• _Provided records_:
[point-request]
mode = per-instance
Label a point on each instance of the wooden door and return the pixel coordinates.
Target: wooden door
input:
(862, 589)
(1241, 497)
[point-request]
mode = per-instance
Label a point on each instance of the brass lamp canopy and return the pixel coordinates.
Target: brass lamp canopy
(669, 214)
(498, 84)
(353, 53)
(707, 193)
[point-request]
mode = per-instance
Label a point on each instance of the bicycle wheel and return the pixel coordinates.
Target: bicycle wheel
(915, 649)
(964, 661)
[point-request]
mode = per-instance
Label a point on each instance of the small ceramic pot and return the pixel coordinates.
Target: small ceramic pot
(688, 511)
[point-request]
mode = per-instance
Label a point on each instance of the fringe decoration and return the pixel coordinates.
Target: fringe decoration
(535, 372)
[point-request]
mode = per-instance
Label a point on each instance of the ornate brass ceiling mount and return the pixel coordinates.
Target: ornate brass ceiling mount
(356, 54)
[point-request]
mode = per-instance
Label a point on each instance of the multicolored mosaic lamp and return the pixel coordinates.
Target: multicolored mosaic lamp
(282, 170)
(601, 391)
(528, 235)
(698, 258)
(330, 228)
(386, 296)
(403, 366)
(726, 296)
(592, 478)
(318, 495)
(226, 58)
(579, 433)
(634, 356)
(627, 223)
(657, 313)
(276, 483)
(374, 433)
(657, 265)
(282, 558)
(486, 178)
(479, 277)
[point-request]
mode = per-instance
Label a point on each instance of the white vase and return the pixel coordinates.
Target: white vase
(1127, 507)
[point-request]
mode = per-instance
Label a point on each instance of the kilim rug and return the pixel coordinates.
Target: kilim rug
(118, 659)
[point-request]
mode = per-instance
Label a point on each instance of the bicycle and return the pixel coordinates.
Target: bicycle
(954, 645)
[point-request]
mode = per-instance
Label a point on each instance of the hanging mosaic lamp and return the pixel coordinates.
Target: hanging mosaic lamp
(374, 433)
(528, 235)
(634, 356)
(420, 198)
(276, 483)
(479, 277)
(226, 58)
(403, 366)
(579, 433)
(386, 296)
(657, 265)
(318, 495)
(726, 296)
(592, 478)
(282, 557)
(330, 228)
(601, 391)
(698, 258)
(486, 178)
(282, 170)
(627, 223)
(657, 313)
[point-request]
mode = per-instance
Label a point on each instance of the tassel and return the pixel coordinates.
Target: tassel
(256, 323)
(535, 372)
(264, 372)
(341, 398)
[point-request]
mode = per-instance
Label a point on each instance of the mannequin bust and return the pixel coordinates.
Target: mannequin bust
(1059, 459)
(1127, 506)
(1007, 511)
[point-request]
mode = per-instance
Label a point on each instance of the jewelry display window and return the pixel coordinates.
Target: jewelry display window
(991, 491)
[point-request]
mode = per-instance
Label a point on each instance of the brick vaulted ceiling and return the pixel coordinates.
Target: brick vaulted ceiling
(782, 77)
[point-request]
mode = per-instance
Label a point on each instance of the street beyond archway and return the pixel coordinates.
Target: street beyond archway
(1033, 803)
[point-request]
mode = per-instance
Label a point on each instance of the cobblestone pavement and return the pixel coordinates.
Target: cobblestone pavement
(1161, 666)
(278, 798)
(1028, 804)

• _Written task_: Could you output the stretch of the records from the start through the line containing "(1241, 497)", both ends included, as a Markdown table with the columns Row and Entry, numbering each line and leaving out blank lines?

• _Answer to this problem_:
| Row | Entry |
|---|---|
| 1 | [point-request] |
| 2 | mode = per-instance |
| 3 | Label a point on each instance of the wooden door and return the pixel coordinates. |
| 4 | Target: wooden door |
| 5 | input: |
| 6 | (862, 589) |
| 7 | (1241, 497) |